Entradas de identificación de ubicaciones:
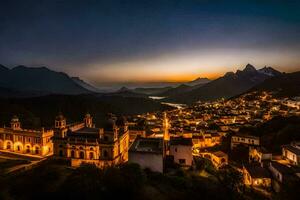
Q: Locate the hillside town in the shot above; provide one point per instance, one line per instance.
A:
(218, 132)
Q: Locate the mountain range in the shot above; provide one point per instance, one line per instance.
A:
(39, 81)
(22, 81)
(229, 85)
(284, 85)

==

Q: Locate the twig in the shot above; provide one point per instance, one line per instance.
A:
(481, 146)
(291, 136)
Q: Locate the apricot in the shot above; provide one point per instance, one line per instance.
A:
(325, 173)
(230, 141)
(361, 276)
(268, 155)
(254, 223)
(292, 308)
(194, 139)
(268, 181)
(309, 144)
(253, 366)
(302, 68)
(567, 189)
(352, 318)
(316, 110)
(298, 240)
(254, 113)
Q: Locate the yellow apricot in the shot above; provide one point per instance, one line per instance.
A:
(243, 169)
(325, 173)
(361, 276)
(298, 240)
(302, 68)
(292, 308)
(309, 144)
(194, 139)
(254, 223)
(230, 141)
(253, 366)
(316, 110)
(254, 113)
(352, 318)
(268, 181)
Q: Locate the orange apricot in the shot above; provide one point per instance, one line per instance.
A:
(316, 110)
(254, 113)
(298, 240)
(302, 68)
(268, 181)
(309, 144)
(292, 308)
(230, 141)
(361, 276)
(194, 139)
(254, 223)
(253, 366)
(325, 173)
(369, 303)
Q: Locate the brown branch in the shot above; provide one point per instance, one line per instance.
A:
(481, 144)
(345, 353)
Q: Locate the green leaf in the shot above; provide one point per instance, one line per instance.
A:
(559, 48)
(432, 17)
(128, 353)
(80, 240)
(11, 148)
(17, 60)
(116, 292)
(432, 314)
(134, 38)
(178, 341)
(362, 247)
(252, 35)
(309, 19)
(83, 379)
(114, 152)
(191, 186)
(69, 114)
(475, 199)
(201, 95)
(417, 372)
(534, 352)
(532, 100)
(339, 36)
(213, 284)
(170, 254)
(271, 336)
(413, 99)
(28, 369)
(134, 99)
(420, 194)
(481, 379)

* El problema
Enumera todas las líneas del material que contienen la cadena "point" y reproduce cada una completa.

* Solución del ejercicio
Q: Locate the hillside town in the shot above; provide one point per instance, one line per instance.
Q: Locate the mountain range in the shot above; provide one point per instance, one line per instance.
Q: Locate the twig in the shot above; provide one point per instance, one line per instance.
Q: Locate the apricot in the shot above; provide one point per instance, one line per instance.
Q: Locate the yellow apricot in the shot above; provide one point per instance, one line per instance.
Q: Locate the orange apricot in the shot above; provide one point per instance, one line per instance.
Q: Locate the brown branch in the shot above; provide one point per instance, one line per instance.
Q: Locate the green leaf in the shot above; provide one point per instance, one line per instance.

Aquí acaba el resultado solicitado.